ASSIGNED TASK: Go to the line that contains "the black head" and extract it along with every line after it, exactly, through the end of the data below.
Segment Start: AVAILABLE DATA
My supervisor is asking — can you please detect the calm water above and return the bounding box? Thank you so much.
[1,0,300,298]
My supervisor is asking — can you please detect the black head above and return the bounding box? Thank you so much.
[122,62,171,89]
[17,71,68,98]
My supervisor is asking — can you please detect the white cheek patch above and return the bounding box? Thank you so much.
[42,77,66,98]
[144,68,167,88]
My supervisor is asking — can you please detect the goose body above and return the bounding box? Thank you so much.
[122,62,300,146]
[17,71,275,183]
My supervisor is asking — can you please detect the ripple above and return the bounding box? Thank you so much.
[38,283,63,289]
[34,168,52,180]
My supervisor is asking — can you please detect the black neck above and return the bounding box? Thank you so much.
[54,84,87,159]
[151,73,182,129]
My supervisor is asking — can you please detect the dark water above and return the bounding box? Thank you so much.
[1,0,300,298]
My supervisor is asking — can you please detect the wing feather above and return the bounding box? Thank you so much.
Segment End: AVAILABLE DATA
TASK RESULT:
My supervisor is asking — can you please detect the black head above and return the bounding box? Thank you so much.
[122,62,171,89]
[17,71,68,98]
My supervisor is asking — can you please detect the white cheek patch above and return the bounding box? Thank you so much.
[42,77,66,98]
[144,68,167,88]
My supervisor is asking — can you please detect the goose body above and return the bounding box? Thank you so much.
[122,62,300,146]
[17,71,275,183]
My supervisor is asking — can you please detect the ripple above and return the bounding box? Thank you so much.
[38,283,63,289]
[34,168,52,180]
My supervisor is asking — can you please detect the black neck above and return the bounding box? Thank you so much.
[54,84,87,159]
[151,73,182,129]
My supervisor is asking — can you please detect the dark water above and return the bounding box? Thank you so much.
[1,0,300,298]
My supervisor is asking — can you please detect the wing feather above and return the bounding box? Thank you so much.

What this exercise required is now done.